--- Start DATASET ENTRIES ---

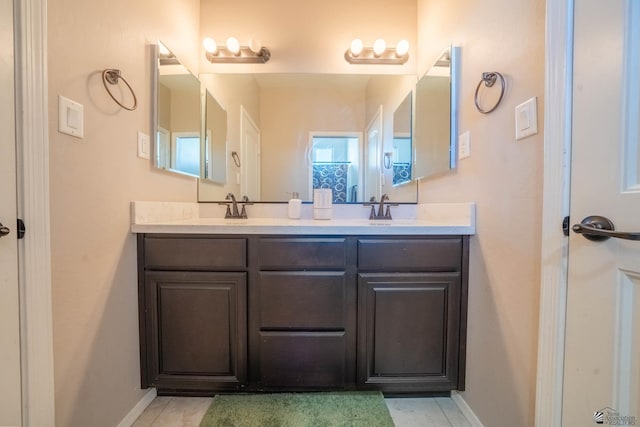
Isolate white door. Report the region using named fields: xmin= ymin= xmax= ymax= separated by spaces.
xmin=240 ymin=107 xmax=260 ymax=200
xmin=563 ymin=0 xmax=640 ymax=427
xmin=358 ymin=105 xmax=380 ymax=202
xmin=0 ymin=0 xmax=22 ymax=426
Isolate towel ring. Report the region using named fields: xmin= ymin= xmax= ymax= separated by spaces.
xmin=231 ymin=151 xmax=240 ymax=167
xmin=102 ymin=68 xmax=138 ymax=111
xmin=473 ymin=71 xmax=505 ymax=114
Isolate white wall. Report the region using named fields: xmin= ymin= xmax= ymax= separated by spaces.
xmin=418 ymin=0 xmax=548 ymax=427
xmin=47 ymin=0 xmax=200 ymax=427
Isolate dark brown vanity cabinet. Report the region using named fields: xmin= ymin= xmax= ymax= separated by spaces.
xmin=138 ymin=236 xmax=247 ymax=393
xmin=138 ymin=234 xmax=469 ymax=394
xmin=358 ymin=238 xmax=468 ymax=393
xmin=249 ymin=237 xmax=356 ymax=390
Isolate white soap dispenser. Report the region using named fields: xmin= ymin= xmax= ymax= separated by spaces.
xmin=289 ymin=191 xmax=302 ymax=219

--- End DATASET ENTRIES ---

# WORK REQUIRED:
Count the lines in the items above that contain the word "named". Reply with only that number.

# CORRECT RESPONSE:
5